▶ **WRITTEN TASK**: Please count the lines in the entries that follow which contain the word "below", and reply with that number alone.

▶ **STORED RECORDS**:
══════════

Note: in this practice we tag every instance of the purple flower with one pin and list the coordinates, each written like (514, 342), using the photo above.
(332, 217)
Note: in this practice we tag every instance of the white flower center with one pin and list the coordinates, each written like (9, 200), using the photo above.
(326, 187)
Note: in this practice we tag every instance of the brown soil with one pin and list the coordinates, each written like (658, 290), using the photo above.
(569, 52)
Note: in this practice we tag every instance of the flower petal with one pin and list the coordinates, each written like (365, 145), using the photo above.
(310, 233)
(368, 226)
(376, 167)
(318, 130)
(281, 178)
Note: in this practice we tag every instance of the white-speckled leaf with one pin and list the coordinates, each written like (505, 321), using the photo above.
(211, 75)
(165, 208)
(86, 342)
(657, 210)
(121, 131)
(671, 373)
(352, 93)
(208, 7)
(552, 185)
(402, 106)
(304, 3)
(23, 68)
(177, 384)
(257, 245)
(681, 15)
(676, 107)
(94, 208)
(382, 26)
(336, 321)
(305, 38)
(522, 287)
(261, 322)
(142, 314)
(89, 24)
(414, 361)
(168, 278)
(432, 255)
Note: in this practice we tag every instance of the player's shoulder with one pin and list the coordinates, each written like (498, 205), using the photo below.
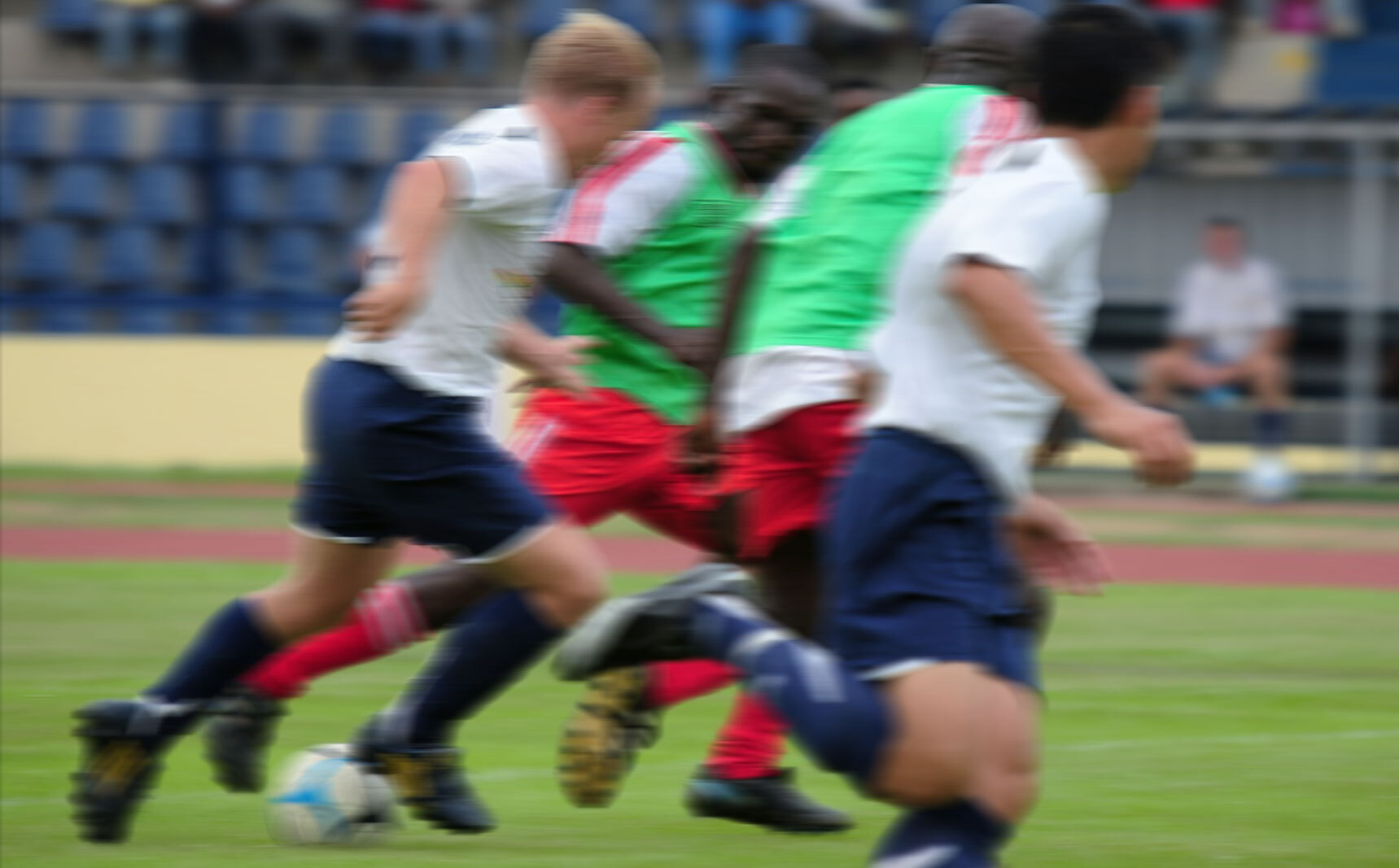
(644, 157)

══════════

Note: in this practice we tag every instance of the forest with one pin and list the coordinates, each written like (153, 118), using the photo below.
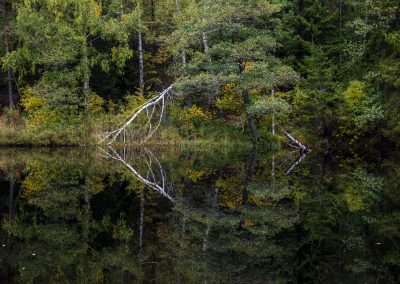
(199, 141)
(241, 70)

══════════

▶ **PROBLEM SOLUTION**: 2